TASK STATEMENT>
Reproduce the data from the line with "bird's crest, produce" to the line with "xmin=589 ymin=271 xmax=667 ymax=349", both lines included, and increase every coordinate in the answer boxes by 41. Keep every other line unchanged.

PROVIDED ENTRIES>
##########
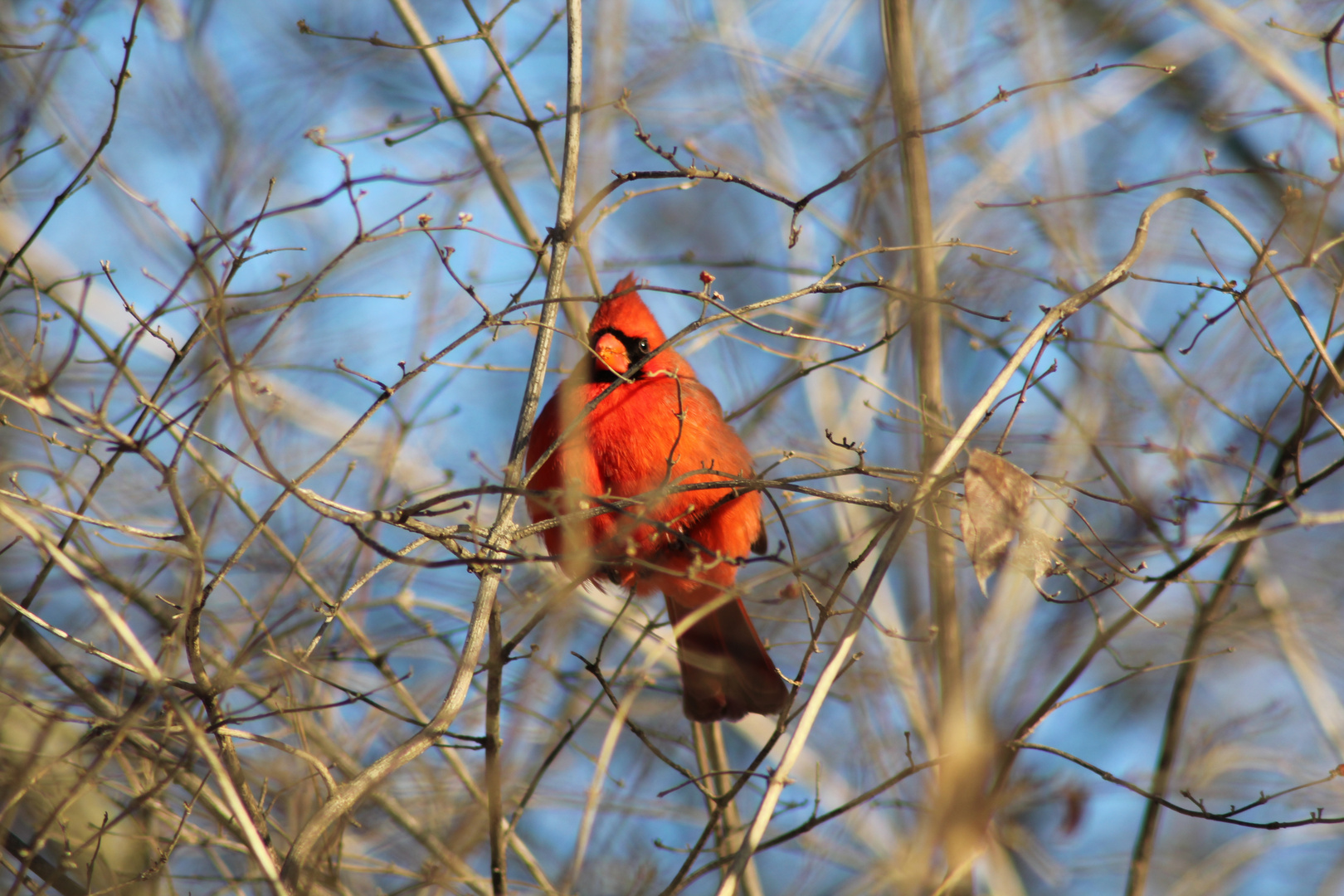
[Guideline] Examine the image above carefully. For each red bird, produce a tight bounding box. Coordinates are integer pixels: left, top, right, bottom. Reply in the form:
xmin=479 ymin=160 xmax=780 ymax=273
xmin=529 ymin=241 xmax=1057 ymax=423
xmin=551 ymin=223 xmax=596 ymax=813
##########
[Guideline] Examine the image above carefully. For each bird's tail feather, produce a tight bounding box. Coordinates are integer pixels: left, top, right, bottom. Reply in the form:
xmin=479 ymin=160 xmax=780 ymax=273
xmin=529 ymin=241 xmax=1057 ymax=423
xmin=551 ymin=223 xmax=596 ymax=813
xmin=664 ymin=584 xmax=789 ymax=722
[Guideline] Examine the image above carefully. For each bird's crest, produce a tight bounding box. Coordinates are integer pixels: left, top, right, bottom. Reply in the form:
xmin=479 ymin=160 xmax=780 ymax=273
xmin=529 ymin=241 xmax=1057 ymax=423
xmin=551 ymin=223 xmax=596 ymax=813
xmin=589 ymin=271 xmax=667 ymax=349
##########
SOLUTION TO THIS PROBLEM>
[Guideline] Examine the image above carefully. For each bird's crest, produce a tight bounding box. Coordinates are integer pixels: left, top, right, bottom. Reply in the form:
xmin=479 ymin=160 xmax=780 ymax=273
xmin=529 ymin=241 xmax=1057 ymax=423
xmin=551 ymin=223 xmax=596 ymax=813
xmin=630 ymin=312 xmax=708 ymax=390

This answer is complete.